- _Set task_: Extract every line of the material below and reproduce each one character for character.

- _Extracted records_:

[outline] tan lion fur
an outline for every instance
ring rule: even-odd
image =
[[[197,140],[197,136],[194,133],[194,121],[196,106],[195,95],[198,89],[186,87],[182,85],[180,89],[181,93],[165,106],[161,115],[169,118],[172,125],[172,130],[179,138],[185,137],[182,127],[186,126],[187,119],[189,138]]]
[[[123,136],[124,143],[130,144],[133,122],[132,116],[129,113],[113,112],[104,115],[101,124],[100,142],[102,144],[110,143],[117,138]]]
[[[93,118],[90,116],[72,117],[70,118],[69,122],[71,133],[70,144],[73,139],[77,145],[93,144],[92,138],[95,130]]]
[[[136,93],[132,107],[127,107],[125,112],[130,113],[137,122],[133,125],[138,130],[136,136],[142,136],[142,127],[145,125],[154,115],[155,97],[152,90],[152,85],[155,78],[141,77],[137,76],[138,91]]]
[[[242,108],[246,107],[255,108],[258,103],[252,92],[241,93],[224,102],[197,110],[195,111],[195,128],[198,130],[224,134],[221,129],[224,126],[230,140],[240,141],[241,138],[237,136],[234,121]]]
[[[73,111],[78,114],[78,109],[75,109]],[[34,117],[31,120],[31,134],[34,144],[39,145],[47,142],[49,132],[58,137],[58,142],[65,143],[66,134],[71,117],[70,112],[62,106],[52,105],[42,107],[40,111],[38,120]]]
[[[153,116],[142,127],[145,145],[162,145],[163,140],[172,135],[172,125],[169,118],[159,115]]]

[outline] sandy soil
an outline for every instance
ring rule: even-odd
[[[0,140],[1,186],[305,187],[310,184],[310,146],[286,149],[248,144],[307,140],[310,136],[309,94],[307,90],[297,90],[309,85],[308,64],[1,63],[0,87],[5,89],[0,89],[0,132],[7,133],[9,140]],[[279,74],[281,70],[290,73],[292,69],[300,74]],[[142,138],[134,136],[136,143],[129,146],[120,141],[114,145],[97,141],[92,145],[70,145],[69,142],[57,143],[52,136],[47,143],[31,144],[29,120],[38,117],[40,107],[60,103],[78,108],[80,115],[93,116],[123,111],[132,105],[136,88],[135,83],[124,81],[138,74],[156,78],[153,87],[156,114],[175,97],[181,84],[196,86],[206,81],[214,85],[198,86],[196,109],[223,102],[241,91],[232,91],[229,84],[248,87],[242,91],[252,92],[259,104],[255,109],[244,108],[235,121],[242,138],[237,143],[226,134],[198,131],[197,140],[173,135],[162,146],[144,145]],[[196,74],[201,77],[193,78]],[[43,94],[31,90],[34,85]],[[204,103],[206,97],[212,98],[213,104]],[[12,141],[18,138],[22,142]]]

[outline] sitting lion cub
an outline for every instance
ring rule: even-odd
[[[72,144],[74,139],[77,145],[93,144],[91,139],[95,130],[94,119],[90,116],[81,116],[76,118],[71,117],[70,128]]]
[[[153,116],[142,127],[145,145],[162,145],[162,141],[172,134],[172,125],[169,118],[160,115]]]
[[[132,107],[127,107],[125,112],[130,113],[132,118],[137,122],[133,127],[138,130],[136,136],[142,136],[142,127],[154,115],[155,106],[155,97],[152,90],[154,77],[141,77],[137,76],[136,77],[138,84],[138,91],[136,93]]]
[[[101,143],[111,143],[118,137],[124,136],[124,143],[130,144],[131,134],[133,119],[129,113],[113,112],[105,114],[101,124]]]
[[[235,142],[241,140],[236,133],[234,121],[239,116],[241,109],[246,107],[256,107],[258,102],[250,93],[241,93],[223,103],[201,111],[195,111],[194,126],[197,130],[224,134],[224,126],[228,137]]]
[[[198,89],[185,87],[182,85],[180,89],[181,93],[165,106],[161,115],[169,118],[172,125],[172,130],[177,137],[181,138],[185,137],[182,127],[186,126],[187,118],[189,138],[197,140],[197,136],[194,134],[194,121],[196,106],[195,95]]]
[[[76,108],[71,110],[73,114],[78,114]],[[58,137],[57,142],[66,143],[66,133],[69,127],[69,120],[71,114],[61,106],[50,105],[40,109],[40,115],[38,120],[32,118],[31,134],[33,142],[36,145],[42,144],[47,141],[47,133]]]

- _Answer to the task_:
[outline] tan lion fur
an outline for every instance
ring rule: even-odd
image =
[[[197,140],[197,136],[194,133],[194,121],[196,106],[195,95],[198,89],[186,87],[182,85],[180,89],[181,93],[165,106],[161,115],[169,118],[172,125],[172,130],[179,138],[185,137],[182,127],[186,126],[187,119],[189,138]]]
[[[123,136],[124,143],[130,144],[133,122],[132,116],[129,113],[113,112],[104,115],[101,124],[100,142],[102,144],[110,143],[117,138]]]
[[[93,118],[90,116],[72,117],[70,118],[69,122],[71,133],[70,144],[73,139],[77,145],[93,144],[92,138],[95,130]]]
[[[136,93],[132,107],[127,107],[125,112],[130,113],[137,122],[133,125],[138,130],[136,136],[142,136],[142,127],[145,125],[154,115],[155,97],[152,90],[152,85],[155,78],[141,77],[137,76],[138,91]]]
[[[242,108],[246,107],[255,108],[258,103],[252,92],[241,93],[224,102],[197,110],[195,111],[195,128],[198,130],[224,134],[221,129],[224,126],[230,140],[240,141],[241,138],[237,136],[234,121]]]
[[[73,111],[78,114],[78,109],[75,109]],[[34,117],[31,120],[31,134],[34,144],[39,145],[47,142],[49,132],[58,137],[58,142],[65,143],[66,134],[71,117],[70,112],[62,106],[52,105],[42,107],[40,111],[38,120]]]
[[[153,116],[142,127],[145,145],[162,145],[163,140],[172,135],[172,125],[169,118],[159,115]]]

[outline] sandy soil
an outline for every instance
ring rule: even-odd
[[[0,140],[1,186],[305,187],[310,184],[310,146],[286,149],[248,144],[307,140],[310,136],[309,94],[307,90],[297,90],[309,85],[308,64],[1,63],[0,87],[5,89],[0,89],[0,132],[7,133],[9,140]],[[279,74],[281,70],[290,73],[292,69],[300,74]],[[142,138],[134,136],[136,143],[129,146],[120,141],[114,145],[97,141],[92,145],[70,145],[69,142],[57,143],[52,136],[47,143],[31,144],[29,120],[38,117],[40,107],[60,103],[78,108],[80,115],[93,116],[123,111],[132,105],[136,88],[135,83],[124,81],[138,74],[156,78],[153,87],[156,114],[175,97],[181,84],[196,86],[206,81],[214,85],[198,86],[196,109],[223,102],[241,91],[232,91],[229,84],[248,87],[242,91],[252,92],[259,104],[255,109],[244,108],[235,121],[242,138],[237,143],[226,134],[198,131],[197,140],[173,135],[162,146],[144,145]],[[196,74],[201,77],[193,78]],[[43,94],[31,90],[34,85]],[[204,103],[206,97],[212,98],[213,104]],[[12,141],[18,138],[22,142]]]

[outline] sitting lion cub
an outline for every instance
ring rule: even-odd
[[[72,144],[74,139],[77,145],[93,144],[91,139],[95,130],[94,119],[90,116],[81,116],[76,118],[71,117],[70,128]]]
[[[153,116],[142,127],[145,145],[162,145],[162,141],[172,134],[172,125],[169,118],[160,115]]]
[[[132,107],[127,107],[125,112],[130,113],[132,118],[137,122],[133,127],[138,130],[136,136],[142,136],[142,127],[154,115],[155,106],[155,97],[152,90],[154,77],[141,77],[137,76],[136,77],[138,84],[138,91],[136,93]]]
[[[101,143],[111,143],[118,137],[124,136],[124,143],[130,144],[131,134],[133,119],[129,113],[113,112],[105,114],[101,124]]]
[[[235,142],[241,140],[236,133],[234,121],[239,116],[241,109],[246,107],[256,107],[258,102],[250,93],[241,93],[223,103],[201,111],[195,111],[194,126],[197,130],[224,134],[224,126],[228,137]]]
[[[198,89],[185,87],[182,85],[180,89],[181,93],[165,106],[161,115],[169,118],[172,125],[172,130],[177,137],[181,138],[185,137],[182,127],[186,126],[187,118],[189,138],[197,140],[197,136],[194,134],[194,121],[196,106],[195,95]]]
[[[76,108],[71,110],[73,114],[78,114]],[[58,137],[57,142],[66,143],[66,133],[69,127],[69,120],[71,114],[61,106],[50,105],[40,109],[40,115],[38,120],[32,118],[31,134],[33,142],[36,145],[42,144],[47,141],[47,133]]]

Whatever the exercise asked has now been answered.